> _WHAT TO PRODUCE_
Please output only the lines that run from the line containing "Point to every" through the end of the material below, exactly.

> _SOURCE MATERIAL_

_____

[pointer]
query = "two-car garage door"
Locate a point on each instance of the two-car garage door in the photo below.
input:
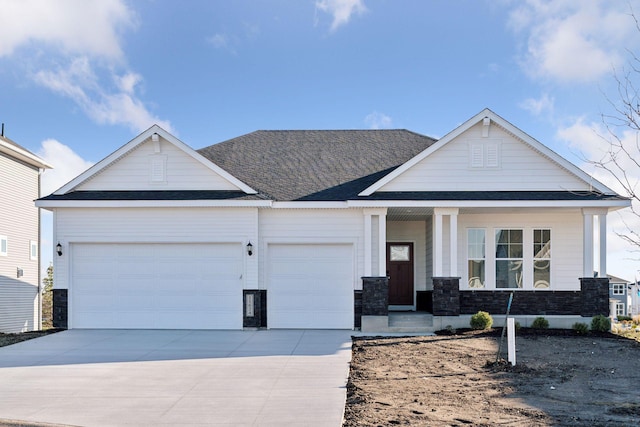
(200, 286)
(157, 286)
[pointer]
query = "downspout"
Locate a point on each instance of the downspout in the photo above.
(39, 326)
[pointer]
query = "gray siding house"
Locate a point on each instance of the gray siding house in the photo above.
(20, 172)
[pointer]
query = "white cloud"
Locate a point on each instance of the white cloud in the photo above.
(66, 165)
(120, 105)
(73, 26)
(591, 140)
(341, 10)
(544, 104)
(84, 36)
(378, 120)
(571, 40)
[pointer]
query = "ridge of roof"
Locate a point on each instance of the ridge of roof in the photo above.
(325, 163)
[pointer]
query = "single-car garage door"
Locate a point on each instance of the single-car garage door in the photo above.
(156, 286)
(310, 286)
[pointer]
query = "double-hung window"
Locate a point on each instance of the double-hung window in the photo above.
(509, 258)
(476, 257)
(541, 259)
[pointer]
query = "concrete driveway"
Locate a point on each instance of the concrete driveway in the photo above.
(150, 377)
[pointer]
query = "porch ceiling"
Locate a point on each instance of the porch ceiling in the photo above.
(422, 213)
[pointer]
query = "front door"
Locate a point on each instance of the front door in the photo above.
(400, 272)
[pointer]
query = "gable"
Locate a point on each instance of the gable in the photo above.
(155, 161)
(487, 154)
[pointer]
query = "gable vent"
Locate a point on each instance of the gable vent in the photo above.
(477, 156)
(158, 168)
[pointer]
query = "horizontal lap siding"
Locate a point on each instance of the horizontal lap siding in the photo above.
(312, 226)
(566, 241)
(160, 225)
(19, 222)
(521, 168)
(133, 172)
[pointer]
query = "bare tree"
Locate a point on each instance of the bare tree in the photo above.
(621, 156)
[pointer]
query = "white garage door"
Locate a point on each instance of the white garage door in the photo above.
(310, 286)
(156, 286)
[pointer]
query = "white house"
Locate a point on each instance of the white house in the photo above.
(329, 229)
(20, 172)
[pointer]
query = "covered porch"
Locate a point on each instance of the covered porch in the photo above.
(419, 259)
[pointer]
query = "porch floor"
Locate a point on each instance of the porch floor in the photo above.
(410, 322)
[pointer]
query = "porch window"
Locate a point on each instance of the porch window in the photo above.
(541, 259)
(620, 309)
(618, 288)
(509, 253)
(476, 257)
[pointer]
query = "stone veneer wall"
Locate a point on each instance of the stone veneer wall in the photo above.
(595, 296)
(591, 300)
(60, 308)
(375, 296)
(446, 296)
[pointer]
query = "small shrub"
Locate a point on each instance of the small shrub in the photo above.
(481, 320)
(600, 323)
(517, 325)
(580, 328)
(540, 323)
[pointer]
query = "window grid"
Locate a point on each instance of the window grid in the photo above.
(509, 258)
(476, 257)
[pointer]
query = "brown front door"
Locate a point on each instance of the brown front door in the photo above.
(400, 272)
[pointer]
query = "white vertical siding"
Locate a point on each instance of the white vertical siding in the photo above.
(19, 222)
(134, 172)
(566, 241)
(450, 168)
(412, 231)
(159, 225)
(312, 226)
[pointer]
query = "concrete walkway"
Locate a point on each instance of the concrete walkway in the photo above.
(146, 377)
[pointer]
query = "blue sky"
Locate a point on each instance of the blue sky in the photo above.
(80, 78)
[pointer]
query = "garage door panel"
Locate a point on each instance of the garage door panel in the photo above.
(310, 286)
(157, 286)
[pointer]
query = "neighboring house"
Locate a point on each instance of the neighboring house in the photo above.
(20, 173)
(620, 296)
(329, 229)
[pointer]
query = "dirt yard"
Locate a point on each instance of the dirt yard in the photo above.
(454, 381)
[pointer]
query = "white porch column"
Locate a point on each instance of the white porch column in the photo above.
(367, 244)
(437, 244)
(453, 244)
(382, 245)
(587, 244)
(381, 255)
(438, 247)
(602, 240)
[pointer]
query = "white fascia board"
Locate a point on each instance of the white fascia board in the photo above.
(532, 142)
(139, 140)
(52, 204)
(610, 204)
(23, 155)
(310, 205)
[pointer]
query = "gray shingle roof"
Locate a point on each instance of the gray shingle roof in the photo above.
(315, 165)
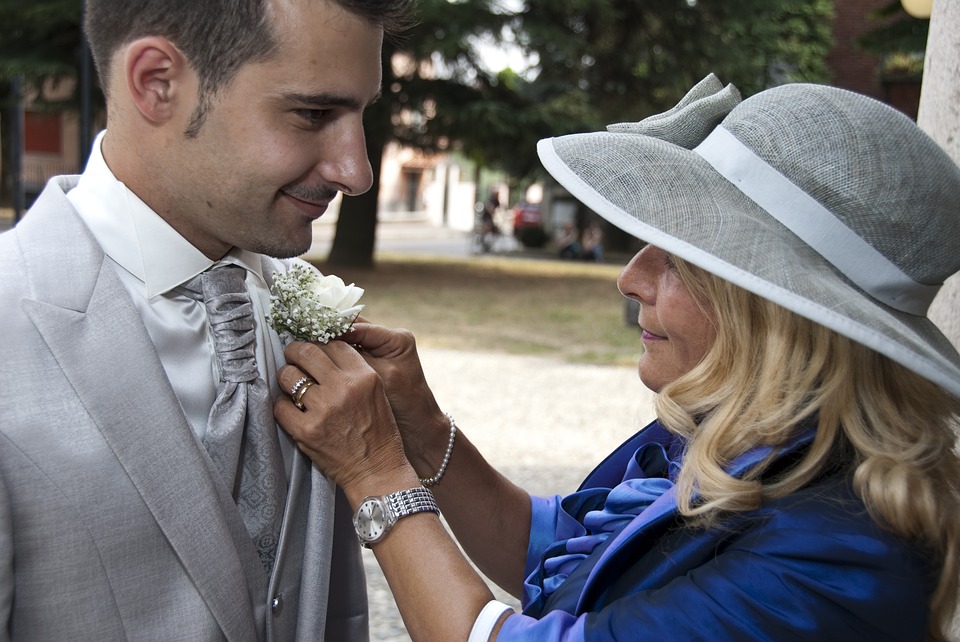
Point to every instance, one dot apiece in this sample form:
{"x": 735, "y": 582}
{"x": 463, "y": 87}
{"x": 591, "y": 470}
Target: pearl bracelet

_____

> _ANSWER FOR THIS EXERCISE_
Point to every instance, one dot apiece in this sample form:
{"x": 735, "y": 582}
{"x": 463, "y": 87}
{"x": 591, "y": 470}
Target: pearl bracelet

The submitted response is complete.